THE TASK. Could you return the entire listing below exactly as written?
################
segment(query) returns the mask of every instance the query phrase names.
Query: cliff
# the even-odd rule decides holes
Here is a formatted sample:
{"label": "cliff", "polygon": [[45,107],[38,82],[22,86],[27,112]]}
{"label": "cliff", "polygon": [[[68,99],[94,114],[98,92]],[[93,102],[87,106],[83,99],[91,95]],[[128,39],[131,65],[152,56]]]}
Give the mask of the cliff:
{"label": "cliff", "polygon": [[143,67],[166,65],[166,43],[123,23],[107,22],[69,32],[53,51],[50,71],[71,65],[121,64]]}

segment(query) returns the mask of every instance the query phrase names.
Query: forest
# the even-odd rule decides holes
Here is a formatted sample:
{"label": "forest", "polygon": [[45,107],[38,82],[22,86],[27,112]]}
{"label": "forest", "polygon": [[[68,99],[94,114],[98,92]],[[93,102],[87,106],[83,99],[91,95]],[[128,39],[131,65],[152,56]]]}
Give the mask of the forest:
################
RESPONSE BELOW.
segment(query) returns the mask of every instance the query phrase names.
Query: cliff
# the even-odd rule decides holes
Here is a formatted sample:
{"label": "cliff", "polygon": [[45,107],[38,82],[22,86],[27,112]]}
{"label": "cliff", "polygon": [[[68,99],[94,114],[98,92]],[[93,102],[87,106],[83,99],[91,95]],[[128,39],[131,65],[152,56]]]}
Give the mask of the cliff:
{"label": "cliff", "polygon": [[143,67],[166,65],[166,43],[123,23],[107,22],[69,32],[53,51],[50,71],[71,65],[121,64]]}

segment(query) returns the mask of every instance the query phrase names.
Query: forest
# the even-odd rule decides holes
Here is a formatted sample:
{"label": "forest", "polygon": [[45,107],[38,82],[22,86],[27,112]]}
{"label": "forest", "polygon": [[[68,99],[94,114],[98,92]],[[93,102],[87,106],[83,99],[91,95]],[[128,39],[131,65],[152,56]]]}
Give the mask of the forest:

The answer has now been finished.